* What you have to do: Output every record word for word.

* Records supplied:
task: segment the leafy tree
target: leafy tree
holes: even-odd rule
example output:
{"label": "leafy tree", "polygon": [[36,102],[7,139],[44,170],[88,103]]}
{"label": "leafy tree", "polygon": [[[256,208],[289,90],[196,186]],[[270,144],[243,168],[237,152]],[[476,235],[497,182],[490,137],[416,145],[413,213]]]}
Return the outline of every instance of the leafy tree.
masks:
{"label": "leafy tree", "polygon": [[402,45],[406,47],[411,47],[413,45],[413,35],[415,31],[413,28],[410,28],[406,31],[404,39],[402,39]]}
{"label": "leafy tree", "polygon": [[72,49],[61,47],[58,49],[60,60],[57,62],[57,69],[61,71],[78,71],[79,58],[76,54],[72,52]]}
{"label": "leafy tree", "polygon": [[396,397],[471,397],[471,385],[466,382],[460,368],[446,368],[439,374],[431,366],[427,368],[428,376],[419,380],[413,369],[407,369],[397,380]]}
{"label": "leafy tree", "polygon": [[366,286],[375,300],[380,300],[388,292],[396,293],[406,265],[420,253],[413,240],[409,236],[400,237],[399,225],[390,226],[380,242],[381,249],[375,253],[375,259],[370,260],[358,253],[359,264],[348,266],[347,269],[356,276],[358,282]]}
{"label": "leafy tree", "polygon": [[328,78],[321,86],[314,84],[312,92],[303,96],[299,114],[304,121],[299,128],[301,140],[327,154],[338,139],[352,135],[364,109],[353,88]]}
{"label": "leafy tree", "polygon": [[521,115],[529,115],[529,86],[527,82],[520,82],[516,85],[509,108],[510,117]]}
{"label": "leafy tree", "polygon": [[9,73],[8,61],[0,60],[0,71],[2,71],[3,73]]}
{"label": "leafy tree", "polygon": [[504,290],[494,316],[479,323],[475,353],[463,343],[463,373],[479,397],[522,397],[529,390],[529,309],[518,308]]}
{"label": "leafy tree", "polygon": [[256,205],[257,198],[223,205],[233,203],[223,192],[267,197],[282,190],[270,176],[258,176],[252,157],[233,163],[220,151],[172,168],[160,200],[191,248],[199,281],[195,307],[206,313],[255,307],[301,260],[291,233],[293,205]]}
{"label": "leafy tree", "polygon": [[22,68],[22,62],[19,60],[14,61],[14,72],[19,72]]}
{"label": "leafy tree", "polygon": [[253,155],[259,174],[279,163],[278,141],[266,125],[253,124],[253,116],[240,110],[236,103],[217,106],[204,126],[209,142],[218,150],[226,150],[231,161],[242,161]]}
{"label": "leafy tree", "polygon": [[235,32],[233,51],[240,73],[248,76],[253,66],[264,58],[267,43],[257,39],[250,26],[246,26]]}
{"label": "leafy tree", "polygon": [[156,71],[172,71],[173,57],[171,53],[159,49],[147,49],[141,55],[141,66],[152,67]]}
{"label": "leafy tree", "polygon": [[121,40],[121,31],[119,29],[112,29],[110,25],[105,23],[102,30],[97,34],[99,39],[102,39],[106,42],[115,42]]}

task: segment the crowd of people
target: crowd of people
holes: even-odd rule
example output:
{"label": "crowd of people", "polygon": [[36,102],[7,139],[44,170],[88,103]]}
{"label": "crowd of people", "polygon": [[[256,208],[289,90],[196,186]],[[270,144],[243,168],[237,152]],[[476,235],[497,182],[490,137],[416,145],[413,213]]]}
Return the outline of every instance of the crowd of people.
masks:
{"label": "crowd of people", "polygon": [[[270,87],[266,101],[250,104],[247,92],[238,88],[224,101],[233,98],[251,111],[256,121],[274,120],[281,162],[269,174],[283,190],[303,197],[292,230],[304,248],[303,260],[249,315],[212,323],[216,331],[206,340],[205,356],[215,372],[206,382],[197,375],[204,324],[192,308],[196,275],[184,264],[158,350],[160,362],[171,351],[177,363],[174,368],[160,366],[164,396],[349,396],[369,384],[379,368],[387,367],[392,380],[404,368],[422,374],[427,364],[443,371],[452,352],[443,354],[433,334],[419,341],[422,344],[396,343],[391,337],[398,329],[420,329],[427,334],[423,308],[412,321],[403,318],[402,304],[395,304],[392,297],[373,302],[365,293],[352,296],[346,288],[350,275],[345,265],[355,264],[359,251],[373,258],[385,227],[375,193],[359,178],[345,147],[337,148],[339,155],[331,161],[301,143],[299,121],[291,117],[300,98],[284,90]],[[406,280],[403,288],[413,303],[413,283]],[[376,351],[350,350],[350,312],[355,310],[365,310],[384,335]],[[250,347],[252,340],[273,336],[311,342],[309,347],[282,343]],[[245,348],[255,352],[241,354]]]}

* Answer to this task:
task: segment the leafy tree
target: leafy tree
holes: even-odd rule
example output:
{"label": "leafy tree", "polygon": [[36,102],[7,139],[44,170],[88,103]]}
{"label": "leafy tree", "polygon": [[[256,208],[289,90],[196,186]],[[270,144],[243,168],[237,152]],[[476,235],[497,182],[490,137],[416,145],[413,213]]]}
Return the outline of every instance of the leafy tree.
masks:
{"label": "leafy tree", "polygon": [[402,45],[406,47],[411,47],[413,45],[413,35],[415,31],[413,28],[410,28],[406,31],[404,39],[402,39]]}
{"label": "leafy tree", "polygon": [[72,49],[61,47],[58,49],[60,60],[57,62],[57,69],[61,71],[78,71],[79,58],[76,54],[72,52]]}
{"label": "leafy tree", "polygon": [[396,397],[471,397],[471,385],[466,382],[460,368],[446,368],[439,374],[431,366],[427,368],[428,376],[419,380],[413,369],[407,369],[397,380]]}
{"label": "leafy tree", "polygon": [[366,286],[375,300],[380,300],[388,292],[396,293],[406,265],[420,253],[413,240],[409,236],[400,237],[399,225],[390,226],[380,242],[381,249],[375,253],[375,259],[370,260],[358,253],[359,264],[348,266],[347,269],[356,276],[358,282]]}
{"label": "leafy tree", "polygon": [[328,78],[321,86],[314,84],[312,92],[303,96],[299,114],[304,121],[299,128],[301,140],[327,154],[338,139],[352,135],[364,109],[353,88]]}
{"label": "leafy tree", "polygon": [[521,115],[529,115],[529,86],[527,82],[520,82],[516,85],[509,108],[510,117]]}
{"label": "leafy tree", "polygon": [[9,73],[8,61],[0,60],[0,71],[2,71],[3,73]]}
{"label": "leafy tree", "polygon": [[504,290],[494,316],[479,323],[475,353],[463,343],[463,373],[479,397],[522,397],[529,390],[529,309],[518,308]]}
{"label": "leafy tree", "polygon": [[256,205],[257,198],[223,205],[233,203],[223,192],[267,197],[282,190],[270,176],[258,176],[252,157],[233,163],[220,151],[172,168],[160,200],[191,248],[199,281],[195,307],[206,313],[255,307],[301,260],[291,233],[293,205]]}
{"label": "leafy tree", "polygon": [[22,68],[22,62],[19,60],[14,61],[14,72],[19,72]]}
{"label": "leafy tree", "polygon": [[253,155],[259,174],[279,163],[278,141],[266,125],[253,124],[253,116],[240,110],[236,103],[217,106],[204,126],[209,142],[218,150],[226,150],[231,161],[242,161]]}
{"label": "leafy tree", "polygon": [[235,32],[233,51],[240,73],[248,76],[253,66],[264,58],[267,43],[257,39],[250,26],[246,26]]}
{"label": "leafy tree", "polygon": [[156,71],[172,71],[173,57],[171,53],[159,49],[147,49],[141,55],[141,66],[152,67]]}
{"label": "leafy tree", "polygon": [[121,40],[121,31],[119,29],[112,29],[110,25],[105,23],[102,30],[97,34],[99,39],[102,39],[106,42],[115,42]]}

task: segment the crowd of people
target: crowd of people
holes: even-odd rule
example output:
{"label": "crowd of people", "polygon": [[36,102],[7,139],[44,170],[88,103]]}
{"label": "crowd of people", "polygon": [[[256,208],[289,90],[196,186]],[[270,144],[243,168],[237,152]],[[476,235],[497,182],[490,137],[416,145],[413,213]]]}
Return the outline of every instance of the crowd of people.
masks:
{"label": "crowd of people", "polygon": [[[270,87],[266,101],[250,104],[247,92],[238,88],[224,101],[233,98],[251,111],[256,121],[274,120],[281,162],[269,174],[283,190],[303,197],[292,230],[304,248],[303,260],[249,315],[212,323],[216,331],[206,340],[205,356],[215,372],[206,382],[197,375],[204,324],[192,308],[196,275],[184,264],[158,350],[160,362],[171,351],[177,363],[174,368],[160,366],[164,396],[349,396],[369,384],[379,368],[387,367],[392,380],[404,368],[422,374],[427,364],[443,371],[452,352],[443,354],[433,334],[419,341],[422,344],[396,343],[391,337],[398,329],[420,329],[427,334],[423,308],[412,321],[403,318],[402,304],[395,304],[392,297],[373,302],[365,293],[352,296],[346,288],[350,275],[345,265],[355,264],[359,251],[373,258],[385,227],[375,193],[359,178],[345,147],[337,148],[339,155],[331,161],[301,143],[299,121],[291,117],[300,98],[284,90]],[[406,280],[403,288],[413,303],[413,283]],[[376,351],[350,350],[350,312],[355,310],[365,310],[384,335]],[[250,347],[252,340],[273,336],[311,342],[309,347],[282,343]],[[245,348],[255,352],[241,354]]]}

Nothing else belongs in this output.